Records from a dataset
——

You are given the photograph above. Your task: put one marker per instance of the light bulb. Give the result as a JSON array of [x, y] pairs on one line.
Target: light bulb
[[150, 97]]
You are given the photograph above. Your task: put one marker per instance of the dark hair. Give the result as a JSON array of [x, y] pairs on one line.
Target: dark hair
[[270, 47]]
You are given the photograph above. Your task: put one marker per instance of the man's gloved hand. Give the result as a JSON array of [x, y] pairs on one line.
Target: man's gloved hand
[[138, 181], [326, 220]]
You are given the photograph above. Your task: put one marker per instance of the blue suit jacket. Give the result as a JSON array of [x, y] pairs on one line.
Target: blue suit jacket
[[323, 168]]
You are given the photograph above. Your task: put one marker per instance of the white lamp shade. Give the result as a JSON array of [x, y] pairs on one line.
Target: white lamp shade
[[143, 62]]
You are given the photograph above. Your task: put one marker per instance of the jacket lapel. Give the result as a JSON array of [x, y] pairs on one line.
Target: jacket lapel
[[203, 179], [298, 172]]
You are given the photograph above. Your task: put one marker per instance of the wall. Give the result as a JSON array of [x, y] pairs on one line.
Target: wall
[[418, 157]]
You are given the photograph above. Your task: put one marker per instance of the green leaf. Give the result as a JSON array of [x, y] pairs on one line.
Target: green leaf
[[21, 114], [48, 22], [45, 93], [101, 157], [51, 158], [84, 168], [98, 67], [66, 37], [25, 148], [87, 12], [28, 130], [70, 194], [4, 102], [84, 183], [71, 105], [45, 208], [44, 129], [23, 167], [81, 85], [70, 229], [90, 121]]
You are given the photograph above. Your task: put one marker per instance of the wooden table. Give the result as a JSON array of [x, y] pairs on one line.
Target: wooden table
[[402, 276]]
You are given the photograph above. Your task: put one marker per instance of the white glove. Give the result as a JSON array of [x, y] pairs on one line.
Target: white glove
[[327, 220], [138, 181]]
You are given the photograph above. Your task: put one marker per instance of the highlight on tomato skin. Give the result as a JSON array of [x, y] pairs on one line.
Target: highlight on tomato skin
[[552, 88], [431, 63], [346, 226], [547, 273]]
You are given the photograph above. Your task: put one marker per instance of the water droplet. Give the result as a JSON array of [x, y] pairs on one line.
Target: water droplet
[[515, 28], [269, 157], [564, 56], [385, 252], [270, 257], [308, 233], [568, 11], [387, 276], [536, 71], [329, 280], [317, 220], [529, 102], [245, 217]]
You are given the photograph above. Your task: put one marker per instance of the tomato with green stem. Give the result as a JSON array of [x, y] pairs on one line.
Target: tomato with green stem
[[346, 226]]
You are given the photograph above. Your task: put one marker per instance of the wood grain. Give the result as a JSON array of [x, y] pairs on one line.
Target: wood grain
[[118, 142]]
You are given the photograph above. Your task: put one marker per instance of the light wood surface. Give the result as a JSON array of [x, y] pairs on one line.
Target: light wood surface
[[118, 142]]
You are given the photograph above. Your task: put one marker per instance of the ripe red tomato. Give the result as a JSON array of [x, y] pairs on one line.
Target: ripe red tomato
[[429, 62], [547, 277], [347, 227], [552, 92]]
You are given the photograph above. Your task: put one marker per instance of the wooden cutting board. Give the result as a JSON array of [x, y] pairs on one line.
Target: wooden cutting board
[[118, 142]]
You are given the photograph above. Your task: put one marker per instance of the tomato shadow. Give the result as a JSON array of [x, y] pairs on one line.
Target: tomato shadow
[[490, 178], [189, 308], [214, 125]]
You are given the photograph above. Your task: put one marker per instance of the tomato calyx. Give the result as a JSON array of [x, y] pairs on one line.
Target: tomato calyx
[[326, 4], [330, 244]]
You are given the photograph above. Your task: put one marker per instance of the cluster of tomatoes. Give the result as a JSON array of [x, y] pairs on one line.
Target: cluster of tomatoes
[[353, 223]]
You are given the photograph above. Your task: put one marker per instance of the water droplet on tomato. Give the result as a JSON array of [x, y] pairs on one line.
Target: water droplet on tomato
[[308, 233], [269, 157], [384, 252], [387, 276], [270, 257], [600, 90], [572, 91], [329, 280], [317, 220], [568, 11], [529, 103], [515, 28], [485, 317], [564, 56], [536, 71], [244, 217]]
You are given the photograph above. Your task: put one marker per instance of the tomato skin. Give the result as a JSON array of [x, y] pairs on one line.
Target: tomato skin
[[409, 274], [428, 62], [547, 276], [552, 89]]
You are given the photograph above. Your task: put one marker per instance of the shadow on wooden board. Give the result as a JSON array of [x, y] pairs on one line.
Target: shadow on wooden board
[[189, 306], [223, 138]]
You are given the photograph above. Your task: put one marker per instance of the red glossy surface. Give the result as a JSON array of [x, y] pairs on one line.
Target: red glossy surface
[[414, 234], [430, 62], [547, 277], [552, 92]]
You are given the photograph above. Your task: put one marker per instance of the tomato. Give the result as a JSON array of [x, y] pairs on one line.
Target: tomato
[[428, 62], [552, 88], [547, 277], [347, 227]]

——

Please format all of the records above as a two-column CSV with the header columns "prompt" and "response", one row per record. Put each record's text and its answer in their own quoted fields, replacing any line breaks with spaces.

■ Output of the task ■
prompt,response
"You are given the photograph above. Your task: put one marker per instance of the light bulb. Give the result as a JSON array of [x, y] pairs on one line. Target: light bulb","[[150, 97]]"
"You are given the photograph above. Your task: put one marker per instance of the dark hair. Give the result as a JSON array of [x, y] pairs on one line. Target: dark hair","[[270, 47]]"
"You are given the photograph above. Your task: put one marker per instance of the man's gloved hand. Give the result as a JSON array of [x, y] pairs on one line. Target: man's gloved hand","[[138, 181], [326, 220]]"
"You are given the photograph above. Your task: put one marker per instance of the blue suit jacket. Give the result as a JSON array of [x, y] pairs on one line. Target: blue suit jacket","[[323, 168]]"
"You are given the photograph above. Your task: put one marker per instance of the white lamp shade. Give the result as a JSON array of [x, y] pairs on one line. Target: white lamp shade","[[143, 62]]"
"You are given the photograph above. Your task: put one marker per instance of the jacket lapel. Give the result as a JSON array of [x, y] pairs on one line. Target: jacket lapel","[[203, 179], [298, 172]]"
"You are given the photograph above. Your task: put one marker per instance of the wall. Give the result as a JSON array of [x, y] pairs on one line. Target: wall","[[418, 157]]"
"You are given the photograph above. Your task: put one marker per instance of the green leaf. Give the result as a JSON array of [x, y] pairs on one line. Target: green leaf","[[21, 114], [48, 22], [45, 93], [101, 157], [51, 158], [84, 168], [98, 67], [66, 37], [25, 148], [87, 12], [28, 130], [70, 194], [4, 102], [84, 183], [71, 105], [45, 208], [44, 129], [23, 167], [81, 85], [70, 229], [90, 121]]"
"You are given the photograph above. Your task: put one marker per instance of the wooden table. Give the result as a JSON array of [x, y] pairs on one line. Target: wooden table","[[402, 276]]"
"You are given the photograph above. Your task: put one marker per instance of the white glove. Give the result as a JSON array of [x, y] pairs on one line. Target: white glove","[[327, 220], [138, 181]]"
"You are given the photograph above. Your task: put one marker per instance of the highlight on tomato skin. Give the result as a JSON array of [x, y] pairs on one line. Target: highlight on tomato skin","[[552, 88], [431, 63], [346, 226], [547, 273]]"
"You are given the photograph above. Your task: put one marker per instance of the water droplet. Give the result as a JSON array of [x, y] pairs on one line. Target: water droplet","[[515, 28], [269, 157], [564, 56], [385, 252], [270, 257], [308, 233], [568, 11], [387, 276], [536, 71], [329, 280], [317, 220], [529, 102], [245, 217]]"
"You are given the photograph above. Your task: put one marker per instance of the tomato with green stem. Give the result as a JSON array of [x, y] pairs on one line. Target: tomato with green stem","[[346, 226]]"
"You are given the photograph above. Your task: put one marker per instance of the wood grain. Give the result as a JSON array of [x, y] pairs on one line. Target: wood grain","[[118, 142]]"
"You are given the photograph above. Your task: put one marker per instance of the light wood surface. Give the result as a JSON array of [x, y] pairs on one line. Target: light wood surface","[[118, 142]]"
"You are given the photograph above. Your task: put one marker per instance of the ripe red tomato. Give the result as a JSON array of [x, y] pairs on one line. Target: ripe red tomato","[[429, 62], [547, 277], [347, 227], [552, 92]]"
"You are given the photograph above. Your task: put one marker per instance of the wooden cutting board. Give the result as a JSON array of [x, y] pairs on one line. Target: wooden cutting board","[[118, 142]]"
"You are given the photograph above. Your task: put one marker per instance of the tomato shadow. Give the result as a JSON array of [x, y] pairs on one line. Target: tomato shadow","[[490, 178], [189, 308], [214, 125]]"
"You are given the photograph above. Your task: put one marker per instance of the tomato calyx. Give the result as a JSON array of [x, y] pairs on one line. Target: tomato calyx","[[326, 4], [330, 244]]"
"You are given the photograph above. Your task: put one marker per instance of the cluster of tomatoes. Give the result as a JSON array of [x, y] pairs on one line. Target: cluster of tomatoes","[[353, 223]]"
"You are given the photograph above. Your task: put one marker per instance of the water droplet on tomato. Give the result as a JSON array of [x, y] pairs on one line. Target: water droplet on tomato","[[308, 233], [269, 157], [384, 252], [387, 276], [270, 257], [600, 90], [572, 91], [329, 280], [317, 220], [568, 11], [529, 103], [515, 28], [485, 317], [564, 56], [536, 71], [244, 217]]"
"You are given the photograph above. Your task: put one marker per instance of the tomato skin. Give the result as a JSON array of [x, y] pairs on one line. Target: tomato skin","[[409, 274], [428, 62], [547, 276], [552, 89]]"
"You are given the photograph above. Your task: put one marker per instance of the shadow on wooden board. Give the result as a JSON array of [x, y] pairs on one line. Target: shadow on wooden board","[[189, 306], [223, 138]]"
"You are given the photograph above. Your task: put one marker per instance of the red glossy surface. Give the result as a JSON array of [x, y] pairs on one line. Target: red glossy surface","[[414, 234], [430, 62], [547, 277], [552, 92]]"
"You are given the photograph above. Your task: put one marker per instance of the tomato. Give the result as a JSON array of [x, y] pairs on one line. Target: tomato","[[428, 62], [552, 88], [547, 277], [347, 227]]"